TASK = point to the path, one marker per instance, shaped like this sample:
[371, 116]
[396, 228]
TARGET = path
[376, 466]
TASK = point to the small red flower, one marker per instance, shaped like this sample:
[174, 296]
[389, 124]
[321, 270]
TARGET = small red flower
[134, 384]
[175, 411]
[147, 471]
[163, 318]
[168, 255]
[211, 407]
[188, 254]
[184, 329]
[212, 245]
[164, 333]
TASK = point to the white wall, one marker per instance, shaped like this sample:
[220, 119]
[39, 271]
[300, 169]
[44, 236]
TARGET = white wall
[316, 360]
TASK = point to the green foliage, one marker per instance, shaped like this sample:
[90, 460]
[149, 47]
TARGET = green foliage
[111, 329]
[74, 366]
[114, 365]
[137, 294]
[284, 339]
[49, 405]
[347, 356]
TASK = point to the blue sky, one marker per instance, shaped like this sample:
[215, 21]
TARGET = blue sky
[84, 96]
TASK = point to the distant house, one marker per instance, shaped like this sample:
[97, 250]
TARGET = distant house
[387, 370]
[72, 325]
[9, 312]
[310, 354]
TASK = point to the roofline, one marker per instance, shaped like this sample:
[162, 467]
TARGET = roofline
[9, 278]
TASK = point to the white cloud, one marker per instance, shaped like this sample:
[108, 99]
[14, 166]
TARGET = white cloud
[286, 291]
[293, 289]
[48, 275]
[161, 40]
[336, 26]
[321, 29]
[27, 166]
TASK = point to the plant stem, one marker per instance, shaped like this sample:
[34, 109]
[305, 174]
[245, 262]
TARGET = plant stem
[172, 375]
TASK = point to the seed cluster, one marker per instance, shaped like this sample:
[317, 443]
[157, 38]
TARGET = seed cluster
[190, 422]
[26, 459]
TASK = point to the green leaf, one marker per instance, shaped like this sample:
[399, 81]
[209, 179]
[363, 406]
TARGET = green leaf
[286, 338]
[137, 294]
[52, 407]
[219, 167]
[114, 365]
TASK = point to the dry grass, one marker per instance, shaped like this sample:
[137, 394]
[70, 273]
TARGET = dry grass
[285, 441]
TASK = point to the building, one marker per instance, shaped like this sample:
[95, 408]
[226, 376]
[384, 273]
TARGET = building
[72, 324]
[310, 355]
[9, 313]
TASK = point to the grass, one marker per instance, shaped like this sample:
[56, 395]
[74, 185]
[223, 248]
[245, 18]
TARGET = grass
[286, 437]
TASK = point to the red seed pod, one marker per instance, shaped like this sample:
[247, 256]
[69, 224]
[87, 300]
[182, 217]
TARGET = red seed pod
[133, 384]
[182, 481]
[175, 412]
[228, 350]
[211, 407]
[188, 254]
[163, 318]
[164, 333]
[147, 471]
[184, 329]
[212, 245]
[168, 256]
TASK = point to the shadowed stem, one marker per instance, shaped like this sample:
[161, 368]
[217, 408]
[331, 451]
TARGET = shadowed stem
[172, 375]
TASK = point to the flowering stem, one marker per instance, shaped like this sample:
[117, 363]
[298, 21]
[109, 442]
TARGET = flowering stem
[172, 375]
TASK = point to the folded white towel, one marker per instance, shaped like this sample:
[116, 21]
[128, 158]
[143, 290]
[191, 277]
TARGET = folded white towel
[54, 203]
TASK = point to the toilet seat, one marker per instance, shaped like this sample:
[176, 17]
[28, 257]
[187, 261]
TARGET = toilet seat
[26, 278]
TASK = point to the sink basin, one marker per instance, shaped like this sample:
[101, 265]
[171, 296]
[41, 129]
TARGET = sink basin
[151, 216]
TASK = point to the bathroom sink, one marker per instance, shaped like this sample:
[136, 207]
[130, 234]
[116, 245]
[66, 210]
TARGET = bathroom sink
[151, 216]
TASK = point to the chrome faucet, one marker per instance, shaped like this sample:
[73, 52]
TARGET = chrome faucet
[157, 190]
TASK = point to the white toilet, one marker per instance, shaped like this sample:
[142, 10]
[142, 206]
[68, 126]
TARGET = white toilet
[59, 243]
----
All of the lines above need to be given again exactly.

REPLY -
TASK = point to the path, one marker per instance, shaped like this sample:
[371, 116]
[396, 228]
TARGET = path
[376, 466]
TASK = point to the small red flower, one marker per instance, shaped like this sample:
[174, 296]
[389, 124]
[321, 270]
TARGET = small red flower
[134, 384]
[175, 411]
[147, 471]
[163, 318]
[168, 255]
[211, 407]
[188, 254]
[184, 329]
[212, 245]
[164, 333]
TASK = point to the white wall, one marker per instance, shaped like this sample:
[220, 119]
[39, 271]
[300, 169]
[44, 236]
TARGET = white wall
[316, 360]
TASK = point to the green foliage, one marker per instance, shaped like this sample:
[90, 460]
[149, 47]
TARGET = green foliage
[111, 329]
[74, 366]
[114, 365]
[137, 294]
[284, 339]
[49, 405]
[347, 356]
TASK = point to the blue sky, one marker per instance, shaped like this sample:
[215, 21]
TARGET = blue sky
[84, 96]
TASK = point to the distant house, one marker per instance, shaped like this sample:
[97, 250]
TARGET = distant house
[387, 370]
[72, 325]
[9, 312]
[310, 354]
TASK = point to the roofline, one marker per instance, shaped like this sample:
[162, 467]
TARGET = roofline
[9, 278]
TASK = point to the white cloud, one marker per instance, shaped like this sample:
[108, 99]
[14, 166]
TARGET = white cloud
[286, 291]
[293, 289]
[48, 275]
[161, 40]
[336, 26]
[321, 29]
[27, 166]
TASK = point to the plant stem, one marker per instance, shaped like this sample:
[34, 109]
[305, 174]
[245, 262]
TARGET = plant stem
[172, 375]
TASK = point to the seed cluster, one marker per instance, shaped like this sample:
[317, 443]
[157, 38]
TARGET = seed cluster
[190, 422]
[26, 459]
TASK = point to the green leaf, one marker per instance, shaped like this sample:
[399, 81]
[209, 179]
[363, 406]
TARGET = green leaf
[286, 338]
[137, 294]
[52, 407]
[219, 167]
[114, 365]
TASK = point to the dry grass, one marker per instance, shaped like this sample:
[137, 394]
[70, 273]
TARGET = dry grass
[285, 441]
TASK = point to the building, one marker per instance, shaped like this sample:
[95, 408]
[226, 376]
[384, 273]
TARGET = building
[72, 324]
[310, 355]
[9, 313]
TASK = point to the grass, one marker per instance, shaped like this sample:
[56, 395]
[74, 185]
[223, 248]
[245, 18]
TARGET = grass
[286, 437]
TASK = point to the red seed pod, one marker per instance, shaped like this sample:
[247, 256]
[69, 224]
[87, 300]
[182, 217]
TARGET = red seed pod
[133, 384]
[182, 481]
[175, 412]
[228, 350]
[211, 407]
[188, 254]
[163, 318]
[164, 333]
[147, 471]
[184, 329]
[212, 245]
[168, 256]
TASK = point to the shadowed stem, one marker per instance, shaped like this sample:
[161, 368]
[217, 408]
[331, 451]
TARGET = shadowed stem
[172, 375]
TASK = point to the flowering stem, one marker per instance, shaped like this sample:
[117, 363]
[298, 21]
[109, 442]
TARGET = flowering stem
[172, 375]
TASK = point to the folded white towel, one marker per instance, shaped like this sample:
[116, 21]
[128, 158]
[143, 290]
[191, 277]
TARGET = folded white towel
[54, 203]
TASK = point to the toilet seat, one marker per instance, shaped like this sample:
[176, 17]
[28, 257]
[187, 261]
TARGET = toilet seat
[26, 278]
TASK = point to the sink basin, one marker per instance, shaped like this sample:
[101, 265]
[171, 296]
[41, 129]
TARGET = sink basin
[151, 216]
TASK = point to the bathroom sink, one marker per instance, shaped like this sample:
[136, 207]
[130, 234]
[116, 245]
[66, 210]
TARGET = bathroom sink
[151, 216]
TASK = point to the chrome faucet, one marker per instance, shaped like this sample:
[73, 52]
TARGET = chrome faucet
[157, 190]
TASK = point to the white toilet, one marker per instance, shaped like this sample:
[142, 10]
[142, 206]
[68, 126]
TARGET = white toilet
[59, 243]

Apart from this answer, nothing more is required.